**Page text**
>>>
Could our whole approach to managing data for processing & querying be fundamentally incorrect? Since the Dawn of LLM, its a notion gaining traction.
So, what about this notion that contemporary best whole approach to managing data & processing thru query pipelines could be fundamentally incorrect?
Ideally, we would prefer to index a log of activity or events.
Find the specific activity we are interested in & fetch that subset of data.
Perform analytics and visualize metrics on that small subset.
Tag or Label that combination of elements & monitor the situation until no longer interested.
Start over, but have the analytics agent remember my moves to tailor preferences in future research sessions.
– Jonathan Cachat
Are we doing that currently? Well, ya. but its a collaborative, iterative process in which we systematically engineer out the variability & flexibility that permits serendipitous AHA-moments. The situations that make analytical research & discovery efforts valuable.
By vacuuming every morsel of raw data thru algorithmically locked processing & purposing, we end up limiting the questions that can be asked about that data. All the data is treated the same, organized in key structures with predetermined metrics calculated en-mass to (hopefully) effectively answer a limited set of questions.
We are currently expending enormous resources on storage, compute and retrieval pipelines that end-up being great for specific questions, approached in specific ways – but historically, little else after that.
The point I am trying to demonstrate here is that we are now on our third version of purposed tables for, which all start with the same raw vendor data. The ability for each version to answer particular questions depends on both:
how the question is asked
what does TOP mean? (MAX(COUNT()), (MAX(SUM()), MAX((COUNT DISTINCT())
what does UNUSAL mean? in v1, score > 9 was high; in v2 score > 75,000 was high, in v3 we dont know the distribution of score values yet & we will have three distributions to compate
what is pre-calculated & provided
score average for (H3 LOCATION) – how does the user input H3 Location? in v1 we dont have H3s, in v2 we have h3_cell_index VARCHAR (huh?), in v3 we have an h3 centered table but no H3 location names, nor lat/long, nor H3 specific identifiers, just country ARRAY
Despite some good wins achieve as we moved from v1 to v2 to v3 of exhibition_metrics, we have ultimately & fundamentally changed how we can query the same underlying data & its locked in that way forever.
Reminder that with each new version, there is a required backfilling of 12-18 months of data, something that costs $10k-100ks & takes weeks, to months, to longer to complete.
We are essentially recording a cam-rip IMAX experience, making bootleg copies on VHS to VHS to VHS, digitally re-encoding to upscale to a 4K .mov file that then needs to be compressed to fit onto a CD-ROM. Then asking why we have 20 warehouses with so many gosh-darn VHS tapes & boxes of jewel cases.
<<<
**Given material**
>>>
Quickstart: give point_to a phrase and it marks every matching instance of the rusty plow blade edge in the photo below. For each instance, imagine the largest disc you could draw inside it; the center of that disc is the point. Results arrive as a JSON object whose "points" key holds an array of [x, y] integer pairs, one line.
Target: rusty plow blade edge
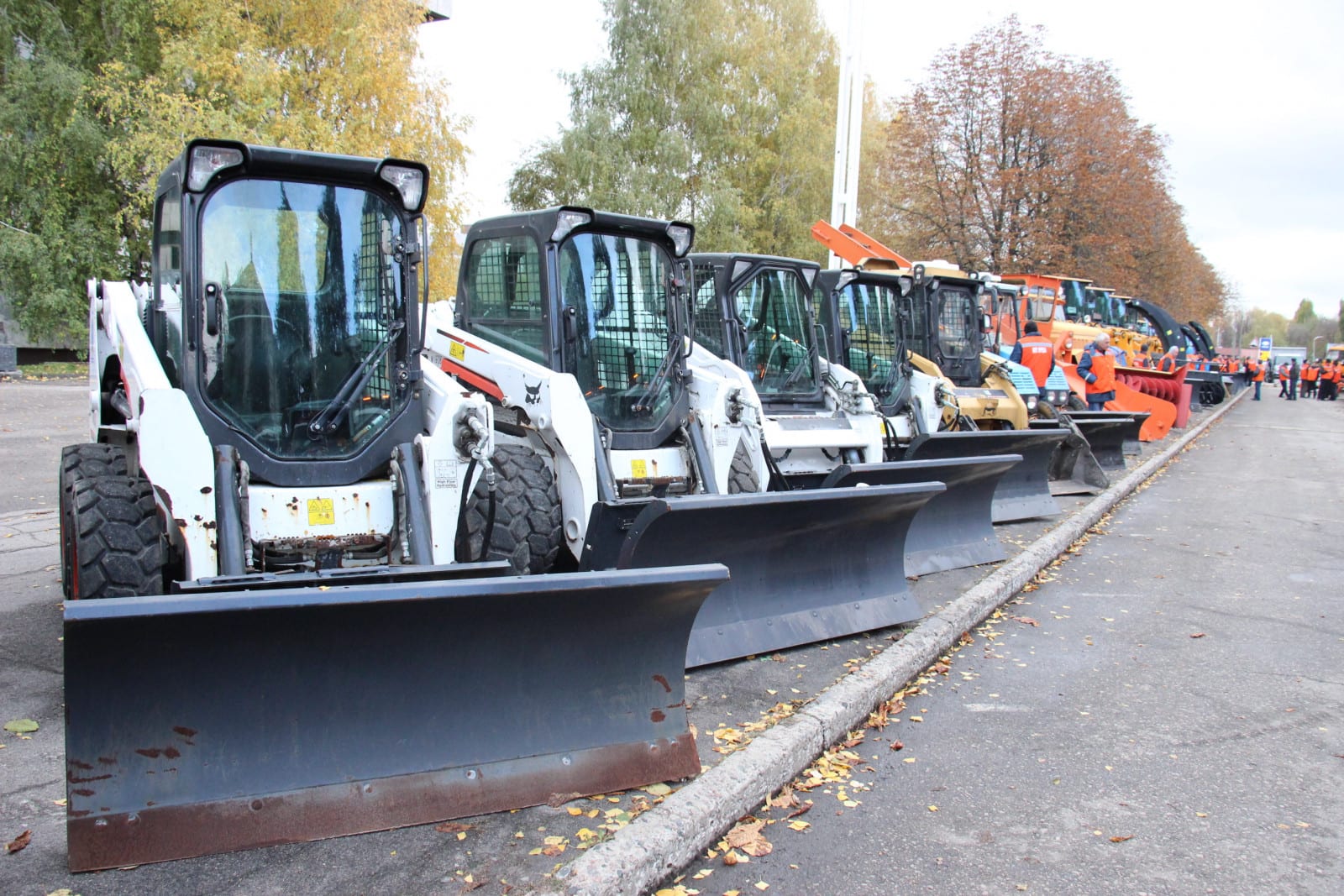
<<<
**Instructions for the task**
Carry on the post about managing data for processing and querying, picking up after its last sentence. The listing comes from a different source than the post about managing data for processing and querying.

**Result of the exercise**
We are locking all of our data into a single format which is being processed as much as possible to serve what we believe the market wants.
Maybe not all of raw vendor data needs to go into a columnar database. Maybe not all of our analytic operations need to be performed on all of the data before the questions are asked. Maybe my skeptical knee-jerk reaction to Darren’s notion that at the core, we are fundamentally managing and querying our data incorrectly was misplaced – Darren’s on to something. Something that only now is becoming possible.
We need to have the flexibility to change how metrics are calculated, based on the order of questions that got us there.
We dont even need those numerical inputs to calculate metrics until we have a smaller subset based on string similarity more than anything else.
We want our products to feel helpfully empowering by providing personalized accommodations & assistance.
The promise here, of having a way to more effectively & efficiently manage & query different types of data really is a game-changer for us. Darren posed the question to me today – “perhaps we will find that there are better ways to store particular elements of our datasets – some in text docs. maybe numerical in BigQuery, but really pandas or polars dataframes are cheaper, lighter and all that would be needed on a subset”.
Beyond that, the promise of LLM-enabled data anaytics is that ability to leave the data sources as they are, minimally processed & provide the LLM with access to Tools, Tools that provide access to different data sources & based on the question being asked different tools are called upon to best answer the question. The order of the tool use, the total number of tools that can be used, and the fact that those tools can be for Google News, or Google Places to pull current information (we dont have to scrap and process and store and update) – really, really makes the notion of a flexible, more lean & efficient analysis process possible.